■ Task instructions
Rewrite the lines from the beginning of the entries through the line containing "225 196 300 224" as a numbered list, omitting blank lines. Leave the pictures out of the answer.
[Begin Data rows]
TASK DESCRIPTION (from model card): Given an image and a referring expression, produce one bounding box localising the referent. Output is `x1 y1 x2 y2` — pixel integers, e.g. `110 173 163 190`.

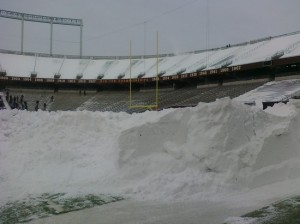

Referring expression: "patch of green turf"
0 193 124 224
225 196 300 224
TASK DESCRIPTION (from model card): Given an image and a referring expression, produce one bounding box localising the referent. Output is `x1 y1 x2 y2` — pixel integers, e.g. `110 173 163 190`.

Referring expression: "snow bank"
0 98 300 205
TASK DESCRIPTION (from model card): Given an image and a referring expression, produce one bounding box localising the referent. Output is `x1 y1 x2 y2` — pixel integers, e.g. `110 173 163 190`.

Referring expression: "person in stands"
34 100 39 111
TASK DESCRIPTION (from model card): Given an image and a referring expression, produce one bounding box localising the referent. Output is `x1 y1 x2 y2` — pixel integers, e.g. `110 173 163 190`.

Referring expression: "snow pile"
235 79 300 107
0 98 300 205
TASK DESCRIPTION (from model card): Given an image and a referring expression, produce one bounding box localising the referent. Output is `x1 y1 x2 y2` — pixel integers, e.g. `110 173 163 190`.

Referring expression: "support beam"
50 19 53 56
80 20 83 58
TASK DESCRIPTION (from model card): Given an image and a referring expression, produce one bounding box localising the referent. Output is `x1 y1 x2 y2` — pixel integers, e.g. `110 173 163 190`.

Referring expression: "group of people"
6 90 28 110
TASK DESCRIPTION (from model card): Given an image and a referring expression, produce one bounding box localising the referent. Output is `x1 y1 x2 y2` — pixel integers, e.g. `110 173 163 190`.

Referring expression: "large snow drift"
0 98 300 208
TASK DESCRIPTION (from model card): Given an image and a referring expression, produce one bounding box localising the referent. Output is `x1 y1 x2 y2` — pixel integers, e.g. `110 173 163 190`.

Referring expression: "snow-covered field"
0 93 300 224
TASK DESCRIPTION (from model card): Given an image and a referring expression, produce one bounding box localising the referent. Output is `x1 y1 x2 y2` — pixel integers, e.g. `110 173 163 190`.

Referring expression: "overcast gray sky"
0 0 300 55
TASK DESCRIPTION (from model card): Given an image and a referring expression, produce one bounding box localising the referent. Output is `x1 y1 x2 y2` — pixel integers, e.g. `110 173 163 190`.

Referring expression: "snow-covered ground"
235 79 300 107
0 89 300 224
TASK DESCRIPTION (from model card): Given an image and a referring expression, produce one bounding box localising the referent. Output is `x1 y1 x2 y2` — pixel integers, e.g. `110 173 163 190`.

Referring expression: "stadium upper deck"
0 32 300 84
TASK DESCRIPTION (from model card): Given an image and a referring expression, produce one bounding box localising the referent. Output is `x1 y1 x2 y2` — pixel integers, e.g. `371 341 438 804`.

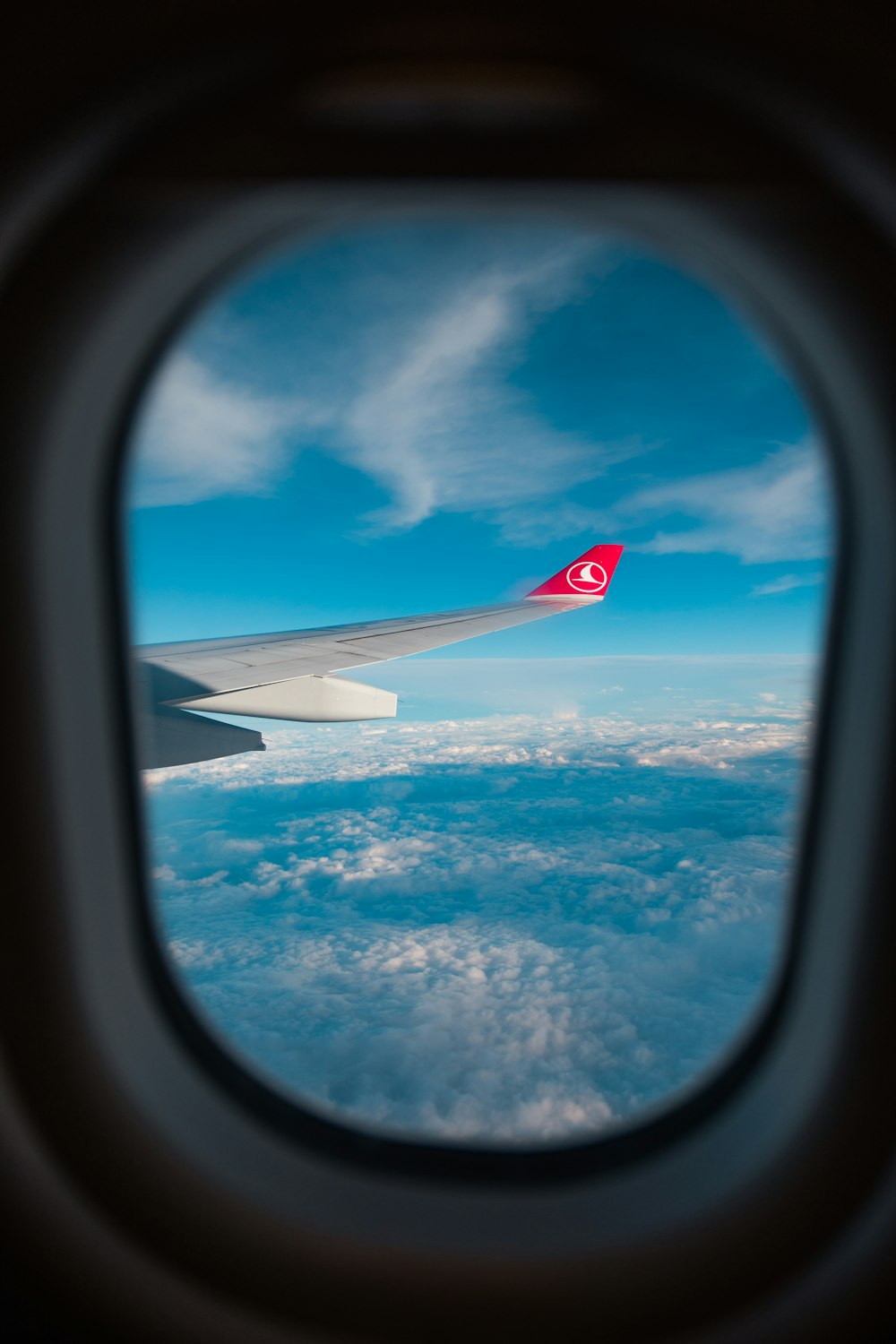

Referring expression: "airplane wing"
134 545 624 768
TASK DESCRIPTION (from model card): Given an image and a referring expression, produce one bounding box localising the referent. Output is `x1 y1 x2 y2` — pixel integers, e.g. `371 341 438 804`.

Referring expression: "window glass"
125 218 834 1147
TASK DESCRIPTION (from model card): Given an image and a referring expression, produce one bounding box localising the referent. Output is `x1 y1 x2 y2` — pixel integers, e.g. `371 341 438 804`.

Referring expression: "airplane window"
124 217 836 1148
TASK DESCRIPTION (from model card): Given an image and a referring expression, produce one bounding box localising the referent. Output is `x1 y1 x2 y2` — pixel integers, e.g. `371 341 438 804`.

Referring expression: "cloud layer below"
146 693 806 1144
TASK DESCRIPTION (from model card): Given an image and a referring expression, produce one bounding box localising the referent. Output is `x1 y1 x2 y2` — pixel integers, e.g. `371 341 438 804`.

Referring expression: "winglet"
527 546 625 602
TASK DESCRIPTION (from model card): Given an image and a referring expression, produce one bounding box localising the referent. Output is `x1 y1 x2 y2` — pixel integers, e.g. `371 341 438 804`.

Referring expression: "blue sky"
126 220 834 1142
125 223 831 658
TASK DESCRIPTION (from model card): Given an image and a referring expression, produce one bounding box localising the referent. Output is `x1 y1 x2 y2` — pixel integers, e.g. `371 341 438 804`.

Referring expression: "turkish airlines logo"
567 561 607 594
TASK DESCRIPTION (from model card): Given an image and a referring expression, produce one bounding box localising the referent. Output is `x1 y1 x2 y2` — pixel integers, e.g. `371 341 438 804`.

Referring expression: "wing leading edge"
134 545 624 768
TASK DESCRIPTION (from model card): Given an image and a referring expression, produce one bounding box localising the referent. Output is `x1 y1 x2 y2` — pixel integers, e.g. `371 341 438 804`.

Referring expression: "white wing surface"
134 546 622 765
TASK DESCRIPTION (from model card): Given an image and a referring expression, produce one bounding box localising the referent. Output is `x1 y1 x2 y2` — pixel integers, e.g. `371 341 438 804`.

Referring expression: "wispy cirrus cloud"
750 570 828 597
133 354 329 508
613 443 831 564
127 238 645 527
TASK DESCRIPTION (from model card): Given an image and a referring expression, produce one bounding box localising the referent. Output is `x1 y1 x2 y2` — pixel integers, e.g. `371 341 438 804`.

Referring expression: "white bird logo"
567 561 607 593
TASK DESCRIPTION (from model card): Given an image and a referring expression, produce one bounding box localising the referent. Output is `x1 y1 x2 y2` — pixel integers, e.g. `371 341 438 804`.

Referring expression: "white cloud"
133 238 645 532
133 354 326 507
142 699 809 1142
334 254 643 540
613 443 831 564
750 572 826 597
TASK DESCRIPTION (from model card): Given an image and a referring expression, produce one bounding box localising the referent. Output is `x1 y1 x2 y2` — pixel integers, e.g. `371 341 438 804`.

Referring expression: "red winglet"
527 546 625 602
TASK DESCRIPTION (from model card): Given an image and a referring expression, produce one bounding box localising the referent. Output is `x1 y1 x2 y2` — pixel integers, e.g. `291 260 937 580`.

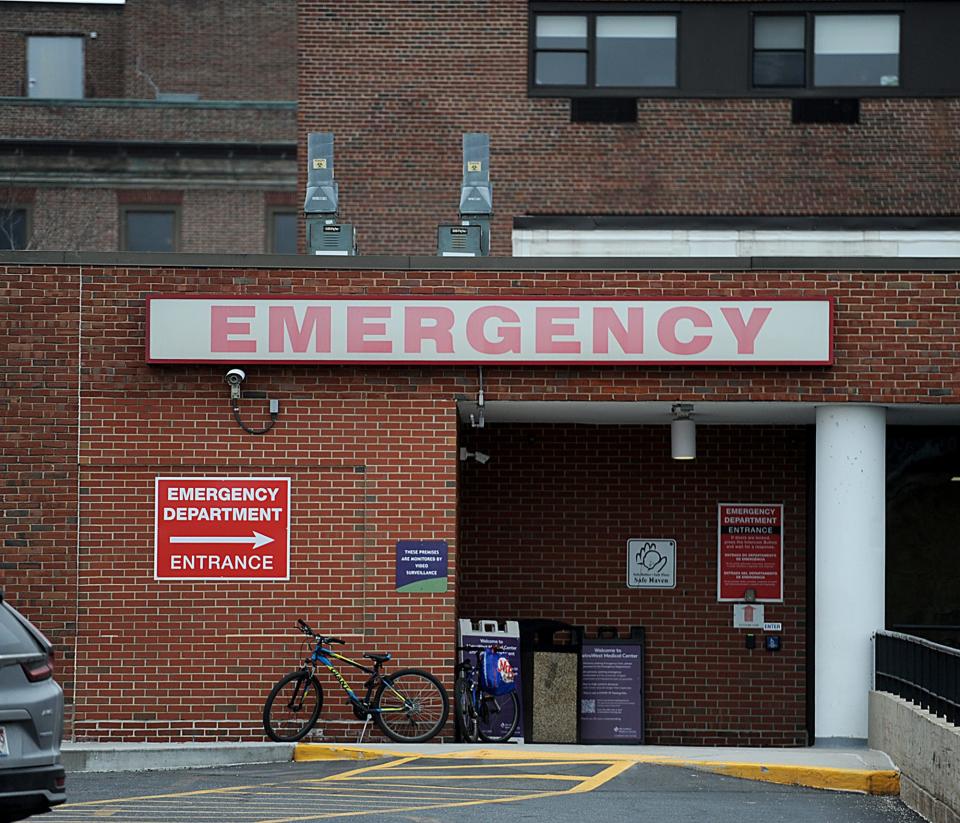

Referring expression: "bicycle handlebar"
297 620 347 646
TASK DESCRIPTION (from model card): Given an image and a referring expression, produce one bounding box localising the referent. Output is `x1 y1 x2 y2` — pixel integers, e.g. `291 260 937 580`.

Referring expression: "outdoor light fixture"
670 403 697 460
460 446 490 466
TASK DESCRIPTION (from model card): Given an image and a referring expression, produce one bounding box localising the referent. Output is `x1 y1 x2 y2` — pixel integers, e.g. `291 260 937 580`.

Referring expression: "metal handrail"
874 632 960 726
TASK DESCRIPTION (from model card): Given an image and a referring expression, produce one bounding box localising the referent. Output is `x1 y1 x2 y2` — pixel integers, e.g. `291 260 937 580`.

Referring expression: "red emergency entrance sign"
717 503 783 602
154 477 290 580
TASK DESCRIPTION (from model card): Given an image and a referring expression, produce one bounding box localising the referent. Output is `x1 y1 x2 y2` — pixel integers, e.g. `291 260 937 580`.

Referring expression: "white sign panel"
147 295 833 365
733 603 763 629
627 537 677 589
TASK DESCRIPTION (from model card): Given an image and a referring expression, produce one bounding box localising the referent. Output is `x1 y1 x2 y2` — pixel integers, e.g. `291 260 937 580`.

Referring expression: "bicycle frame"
305 643 406 715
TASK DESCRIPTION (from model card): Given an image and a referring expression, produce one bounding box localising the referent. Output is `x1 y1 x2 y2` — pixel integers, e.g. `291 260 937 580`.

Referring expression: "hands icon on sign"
637 543 667 572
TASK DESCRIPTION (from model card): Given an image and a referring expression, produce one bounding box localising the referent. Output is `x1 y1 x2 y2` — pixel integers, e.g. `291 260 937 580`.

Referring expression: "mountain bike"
263 620 450 743
453 646 520 743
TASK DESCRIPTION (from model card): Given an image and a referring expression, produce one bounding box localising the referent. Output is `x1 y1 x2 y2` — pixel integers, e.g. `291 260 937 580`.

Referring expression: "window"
813 14 900 86
27 37 83 100
753 14 900 88
267 209 297 254
122 206 179 252
531 14 677 89
753 16 807 87
0 209 27 251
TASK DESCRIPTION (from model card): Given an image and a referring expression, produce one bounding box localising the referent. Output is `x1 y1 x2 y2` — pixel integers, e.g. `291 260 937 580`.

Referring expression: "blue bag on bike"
480 649 517 695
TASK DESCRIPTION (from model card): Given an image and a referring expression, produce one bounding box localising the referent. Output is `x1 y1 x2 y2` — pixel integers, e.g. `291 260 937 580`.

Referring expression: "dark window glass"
0 209 27 250
536 51 587 86
270 211 297 254
596 15 677 87
126 210 176 252
534 14 587 86
753 15 807 87
753 51 806 87
532 14 677 89
537 15 587 50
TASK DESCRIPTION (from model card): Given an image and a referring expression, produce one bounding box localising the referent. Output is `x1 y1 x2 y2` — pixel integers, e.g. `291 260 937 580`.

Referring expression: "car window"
0 605 43 655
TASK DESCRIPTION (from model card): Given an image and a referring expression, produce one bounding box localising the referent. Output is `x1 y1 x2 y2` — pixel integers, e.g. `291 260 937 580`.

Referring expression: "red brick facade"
299 0 960 255
458 422 811 746
0 260 960 745
0 0 297 100
0 0 302 254
0 2 129 97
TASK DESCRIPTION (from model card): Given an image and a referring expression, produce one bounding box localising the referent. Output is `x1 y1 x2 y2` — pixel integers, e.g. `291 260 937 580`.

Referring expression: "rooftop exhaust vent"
437 132 493 257
303 131 357 255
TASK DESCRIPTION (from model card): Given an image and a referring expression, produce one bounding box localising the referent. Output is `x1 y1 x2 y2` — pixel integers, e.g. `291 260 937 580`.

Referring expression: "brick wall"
124 0 297 100
299 0 960 255
0 266 80 721
0 101 296 143
0 261 960 744
458 424 808 746
0 3 124 97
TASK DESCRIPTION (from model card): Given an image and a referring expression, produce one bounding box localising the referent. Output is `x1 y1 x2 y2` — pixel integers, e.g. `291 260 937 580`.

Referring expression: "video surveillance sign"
627 537 677 589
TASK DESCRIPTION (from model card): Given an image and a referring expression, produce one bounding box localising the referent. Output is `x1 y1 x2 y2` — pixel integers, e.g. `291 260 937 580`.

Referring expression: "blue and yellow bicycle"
263 620 450 743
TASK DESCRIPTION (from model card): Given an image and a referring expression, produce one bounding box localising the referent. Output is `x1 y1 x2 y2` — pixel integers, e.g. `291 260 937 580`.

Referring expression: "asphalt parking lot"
52 756 922 823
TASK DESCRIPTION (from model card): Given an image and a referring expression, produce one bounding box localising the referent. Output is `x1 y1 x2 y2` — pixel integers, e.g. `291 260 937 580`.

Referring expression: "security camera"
460 446 490 466
224 369 247 386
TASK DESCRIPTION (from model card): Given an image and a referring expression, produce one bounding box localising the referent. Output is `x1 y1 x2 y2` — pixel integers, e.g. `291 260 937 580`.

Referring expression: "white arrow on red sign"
170 532 273 549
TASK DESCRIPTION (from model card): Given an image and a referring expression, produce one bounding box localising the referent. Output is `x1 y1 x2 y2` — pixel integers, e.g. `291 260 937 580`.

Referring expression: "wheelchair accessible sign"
627 537 677 589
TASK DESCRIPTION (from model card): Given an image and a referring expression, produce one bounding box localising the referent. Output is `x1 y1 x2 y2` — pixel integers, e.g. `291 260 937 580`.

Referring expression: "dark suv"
0 592 66 823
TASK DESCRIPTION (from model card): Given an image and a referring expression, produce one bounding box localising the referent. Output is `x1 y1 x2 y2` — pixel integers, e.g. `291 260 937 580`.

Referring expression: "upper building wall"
0 2 124 97
124 0 297 100
0 0 297 101
299 0 960 254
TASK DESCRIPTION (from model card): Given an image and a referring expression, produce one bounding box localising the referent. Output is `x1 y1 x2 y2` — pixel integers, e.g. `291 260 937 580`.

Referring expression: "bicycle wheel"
477 692 520 743
453 677 477 743
263 671 323 743
373 669 450 743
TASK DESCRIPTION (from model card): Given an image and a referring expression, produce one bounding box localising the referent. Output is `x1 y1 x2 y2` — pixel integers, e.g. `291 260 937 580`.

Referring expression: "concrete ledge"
61 743 294 772
293 743 900 795
870 691 960 823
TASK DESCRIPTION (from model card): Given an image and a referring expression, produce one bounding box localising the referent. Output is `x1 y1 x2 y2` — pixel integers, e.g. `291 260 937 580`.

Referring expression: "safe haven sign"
154 477 290 580
147 295 833 365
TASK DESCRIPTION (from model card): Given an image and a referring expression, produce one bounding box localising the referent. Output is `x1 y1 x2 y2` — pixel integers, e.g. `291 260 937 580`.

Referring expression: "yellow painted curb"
293 743 900 795
696 761 900 795
293 743 398 763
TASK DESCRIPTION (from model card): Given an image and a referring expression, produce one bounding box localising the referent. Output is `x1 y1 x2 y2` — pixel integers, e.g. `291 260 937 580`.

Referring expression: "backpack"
480 649 517 695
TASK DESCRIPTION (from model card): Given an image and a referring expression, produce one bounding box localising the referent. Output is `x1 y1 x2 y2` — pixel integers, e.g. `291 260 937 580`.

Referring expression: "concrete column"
814 404 886 745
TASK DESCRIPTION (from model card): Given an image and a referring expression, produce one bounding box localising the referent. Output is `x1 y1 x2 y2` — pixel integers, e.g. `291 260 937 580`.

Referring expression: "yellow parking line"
54 783 275 811
382 758 610 772
330 780 584 786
[End Data rows]
■ Written answer
1. TASK DESCRIPTION (from model card): Given an image and a referring expression, produce one bounding box localising the referent. Output is `x1 y1 x2 y2` — pixel integers, e.g. `110 173 163 190`.
2. Referring expression: "patch of green turf"
3. 0 193 124 224
4. 225 196 300 224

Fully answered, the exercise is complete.